Dataset extract:
## BEGIN
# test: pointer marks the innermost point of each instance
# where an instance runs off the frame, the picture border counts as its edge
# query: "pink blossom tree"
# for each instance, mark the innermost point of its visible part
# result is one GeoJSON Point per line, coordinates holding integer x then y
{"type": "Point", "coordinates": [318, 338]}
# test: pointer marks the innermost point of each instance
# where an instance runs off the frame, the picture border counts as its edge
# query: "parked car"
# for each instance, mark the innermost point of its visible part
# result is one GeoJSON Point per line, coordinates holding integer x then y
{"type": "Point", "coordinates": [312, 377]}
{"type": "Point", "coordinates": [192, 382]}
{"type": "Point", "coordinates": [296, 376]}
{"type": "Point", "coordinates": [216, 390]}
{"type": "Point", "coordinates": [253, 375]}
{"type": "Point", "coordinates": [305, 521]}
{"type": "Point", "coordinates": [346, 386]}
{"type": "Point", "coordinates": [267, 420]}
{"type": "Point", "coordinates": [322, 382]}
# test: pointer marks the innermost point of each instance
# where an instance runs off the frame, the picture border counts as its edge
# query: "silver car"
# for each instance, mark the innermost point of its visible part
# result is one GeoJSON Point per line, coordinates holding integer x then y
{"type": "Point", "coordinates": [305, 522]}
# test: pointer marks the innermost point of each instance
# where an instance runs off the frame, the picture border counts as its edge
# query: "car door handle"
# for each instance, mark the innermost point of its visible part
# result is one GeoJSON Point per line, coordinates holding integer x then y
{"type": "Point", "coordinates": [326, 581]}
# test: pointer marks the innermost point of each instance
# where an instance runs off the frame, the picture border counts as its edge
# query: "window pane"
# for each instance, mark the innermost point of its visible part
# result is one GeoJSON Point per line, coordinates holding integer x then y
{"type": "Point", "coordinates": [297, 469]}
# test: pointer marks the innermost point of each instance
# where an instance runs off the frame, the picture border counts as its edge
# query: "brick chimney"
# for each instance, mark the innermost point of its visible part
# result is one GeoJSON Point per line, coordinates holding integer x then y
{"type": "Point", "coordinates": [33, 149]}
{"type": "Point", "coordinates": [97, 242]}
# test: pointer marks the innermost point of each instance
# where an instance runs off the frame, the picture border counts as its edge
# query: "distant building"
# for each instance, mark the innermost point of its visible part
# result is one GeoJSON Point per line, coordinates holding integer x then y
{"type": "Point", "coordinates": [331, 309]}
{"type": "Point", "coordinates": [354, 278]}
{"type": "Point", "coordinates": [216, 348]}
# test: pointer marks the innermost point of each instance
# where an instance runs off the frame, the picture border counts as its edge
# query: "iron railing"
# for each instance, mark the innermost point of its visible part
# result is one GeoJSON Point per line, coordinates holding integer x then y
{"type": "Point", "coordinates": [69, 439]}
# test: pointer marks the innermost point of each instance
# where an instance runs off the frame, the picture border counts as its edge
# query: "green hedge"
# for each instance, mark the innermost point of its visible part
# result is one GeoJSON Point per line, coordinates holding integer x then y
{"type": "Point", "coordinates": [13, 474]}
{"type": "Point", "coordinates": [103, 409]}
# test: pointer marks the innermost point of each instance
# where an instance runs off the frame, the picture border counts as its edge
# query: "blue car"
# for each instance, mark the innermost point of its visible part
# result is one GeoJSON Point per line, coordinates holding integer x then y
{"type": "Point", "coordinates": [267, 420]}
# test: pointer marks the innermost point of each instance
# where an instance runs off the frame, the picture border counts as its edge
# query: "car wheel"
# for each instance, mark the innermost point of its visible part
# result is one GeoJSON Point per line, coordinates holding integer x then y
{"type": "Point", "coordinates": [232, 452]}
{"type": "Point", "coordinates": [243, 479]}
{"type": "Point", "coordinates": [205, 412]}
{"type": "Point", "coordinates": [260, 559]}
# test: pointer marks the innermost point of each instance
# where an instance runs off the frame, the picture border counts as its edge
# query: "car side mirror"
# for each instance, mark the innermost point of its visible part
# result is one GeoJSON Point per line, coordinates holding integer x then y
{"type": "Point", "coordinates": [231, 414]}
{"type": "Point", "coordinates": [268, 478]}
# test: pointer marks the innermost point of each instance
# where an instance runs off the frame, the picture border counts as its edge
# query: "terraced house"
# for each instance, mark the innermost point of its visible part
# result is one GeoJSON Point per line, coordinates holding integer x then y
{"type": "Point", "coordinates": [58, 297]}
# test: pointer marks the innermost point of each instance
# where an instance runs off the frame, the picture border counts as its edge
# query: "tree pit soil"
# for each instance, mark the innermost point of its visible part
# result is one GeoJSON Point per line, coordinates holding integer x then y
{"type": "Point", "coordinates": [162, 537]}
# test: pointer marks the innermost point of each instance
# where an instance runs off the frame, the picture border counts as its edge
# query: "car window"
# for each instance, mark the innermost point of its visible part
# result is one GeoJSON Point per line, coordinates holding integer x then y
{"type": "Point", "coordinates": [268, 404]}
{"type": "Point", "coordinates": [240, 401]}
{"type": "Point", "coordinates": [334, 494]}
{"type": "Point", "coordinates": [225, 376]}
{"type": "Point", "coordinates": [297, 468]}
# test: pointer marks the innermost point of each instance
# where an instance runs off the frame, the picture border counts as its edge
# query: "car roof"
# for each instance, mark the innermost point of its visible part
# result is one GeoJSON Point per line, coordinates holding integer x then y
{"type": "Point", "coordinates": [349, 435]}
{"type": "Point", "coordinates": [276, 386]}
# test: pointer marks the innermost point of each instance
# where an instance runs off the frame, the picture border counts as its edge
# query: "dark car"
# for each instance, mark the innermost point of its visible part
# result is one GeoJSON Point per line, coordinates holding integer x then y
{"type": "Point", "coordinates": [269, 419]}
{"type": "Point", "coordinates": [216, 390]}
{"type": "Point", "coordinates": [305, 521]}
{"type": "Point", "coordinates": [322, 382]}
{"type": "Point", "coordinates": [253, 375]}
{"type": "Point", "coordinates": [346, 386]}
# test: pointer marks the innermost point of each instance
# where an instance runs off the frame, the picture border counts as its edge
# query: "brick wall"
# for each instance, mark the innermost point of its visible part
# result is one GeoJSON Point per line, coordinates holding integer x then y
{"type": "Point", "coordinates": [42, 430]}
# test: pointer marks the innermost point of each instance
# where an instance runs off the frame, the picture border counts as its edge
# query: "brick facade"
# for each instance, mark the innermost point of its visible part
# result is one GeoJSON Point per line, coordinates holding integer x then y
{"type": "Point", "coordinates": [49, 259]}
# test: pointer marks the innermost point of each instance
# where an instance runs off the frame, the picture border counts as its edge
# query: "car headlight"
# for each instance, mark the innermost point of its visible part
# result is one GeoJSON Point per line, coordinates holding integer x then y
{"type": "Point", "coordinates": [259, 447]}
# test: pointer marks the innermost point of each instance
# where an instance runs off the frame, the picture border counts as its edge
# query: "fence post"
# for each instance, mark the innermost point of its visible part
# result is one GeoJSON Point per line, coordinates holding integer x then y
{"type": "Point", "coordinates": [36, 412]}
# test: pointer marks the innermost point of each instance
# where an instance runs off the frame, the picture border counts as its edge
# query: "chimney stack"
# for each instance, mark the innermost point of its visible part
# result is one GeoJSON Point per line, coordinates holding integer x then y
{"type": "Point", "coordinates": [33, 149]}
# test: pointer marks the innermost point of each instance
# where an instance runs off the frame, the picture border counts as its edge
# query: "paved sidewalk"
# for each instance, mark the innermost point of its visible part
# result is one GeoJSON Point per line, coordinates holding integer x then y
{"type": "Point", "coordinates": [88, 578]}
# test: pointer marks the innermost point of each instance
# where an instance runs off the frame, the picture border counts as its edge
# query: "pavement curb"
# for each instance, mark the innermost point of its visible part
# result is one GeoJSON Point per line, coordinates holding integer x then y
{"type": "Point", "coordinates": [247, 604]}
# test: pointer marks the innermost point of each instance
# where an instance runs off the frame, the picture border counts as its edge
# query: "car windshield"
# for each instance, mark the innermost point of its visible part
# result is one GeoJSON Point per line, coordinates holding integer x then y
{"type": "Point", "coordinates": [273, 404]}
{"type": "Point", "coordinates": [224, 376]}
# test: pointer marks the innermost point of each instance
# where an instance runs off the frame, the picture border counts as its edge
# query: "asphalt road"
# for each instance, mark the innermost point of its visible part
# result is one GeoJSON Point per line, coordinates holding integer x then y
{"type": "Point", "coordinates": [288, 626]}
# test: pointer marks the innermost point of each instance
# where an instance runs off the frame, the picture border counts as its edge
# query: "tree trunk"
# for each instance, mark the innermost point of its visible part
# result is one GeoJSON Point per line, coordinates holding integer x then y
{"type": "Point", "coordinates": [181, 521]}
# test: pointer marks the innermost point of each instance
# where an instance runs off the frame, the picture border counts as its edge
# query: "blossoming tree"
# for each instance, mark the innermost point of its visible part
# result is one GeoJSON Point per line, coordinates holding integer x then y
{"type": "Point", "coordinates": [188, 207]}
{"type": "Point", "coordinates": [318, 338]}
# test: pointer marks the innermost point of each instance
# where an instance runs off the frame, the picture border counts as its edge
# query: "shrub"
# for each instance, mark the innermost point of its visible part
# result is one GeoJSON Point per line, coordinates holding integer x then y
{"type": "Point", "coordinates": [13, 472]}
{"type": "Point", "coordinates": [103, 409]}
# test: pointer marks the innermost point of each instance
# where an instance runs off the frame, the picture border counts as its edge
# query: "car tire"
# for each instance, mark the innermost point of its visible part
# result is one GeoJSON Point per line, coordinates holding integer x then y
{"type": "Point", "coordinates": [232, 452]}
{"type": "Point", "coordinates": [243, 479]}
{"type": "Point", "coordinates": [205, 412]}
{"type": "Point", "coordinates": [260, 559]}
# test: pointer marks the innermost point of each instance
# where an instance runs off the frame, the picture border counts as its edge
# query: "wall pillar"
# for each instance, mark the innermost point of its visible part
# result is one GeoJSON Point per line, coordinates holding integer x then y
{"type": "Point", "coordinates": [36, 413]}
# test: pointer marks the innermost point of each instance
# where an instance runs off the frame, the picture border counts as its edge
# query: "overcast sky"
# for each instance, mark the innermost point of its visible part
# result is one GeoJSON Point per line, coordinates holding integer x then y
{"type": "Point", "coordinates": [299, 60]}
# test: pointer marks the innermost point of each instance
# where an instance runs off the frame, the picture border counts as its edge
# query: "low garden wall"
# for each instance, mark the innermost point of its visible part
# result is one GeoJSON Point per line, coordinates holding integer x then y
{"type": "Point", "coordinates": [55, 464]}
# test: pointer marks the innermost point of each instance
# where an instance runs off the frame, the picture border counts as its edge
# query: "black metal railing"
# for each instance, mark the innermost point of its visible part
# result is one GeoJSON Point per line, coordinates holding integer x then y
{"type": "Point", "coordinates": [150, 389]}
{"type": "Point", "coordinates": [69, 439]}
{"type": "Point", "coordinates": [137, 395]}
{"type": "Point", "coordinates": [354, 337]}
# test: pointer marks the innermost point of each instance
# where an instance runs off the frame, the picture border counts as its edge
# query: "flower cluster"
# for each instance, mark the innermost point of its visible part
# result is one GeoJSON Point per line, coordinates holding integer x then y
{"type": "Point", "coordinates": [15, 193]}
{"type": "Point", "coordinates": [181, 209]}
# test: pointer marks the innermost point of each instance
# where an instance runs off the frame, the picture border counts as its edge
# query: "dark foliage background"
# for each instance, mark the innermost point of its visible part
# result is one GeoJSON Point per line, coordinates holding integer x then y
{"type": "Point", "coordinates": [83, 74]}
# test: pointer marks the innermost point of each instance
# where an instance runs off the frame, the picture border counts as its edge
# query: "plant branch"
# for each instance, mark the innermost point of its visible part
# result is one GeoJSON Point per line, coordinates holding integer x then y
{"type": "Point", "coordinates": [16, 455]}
## END
Problem to solve:
List every line of the data above that contains the string "dark", matching case exactly.

Exercise answer:
# query: "dark car"
# query: "dark foliage background"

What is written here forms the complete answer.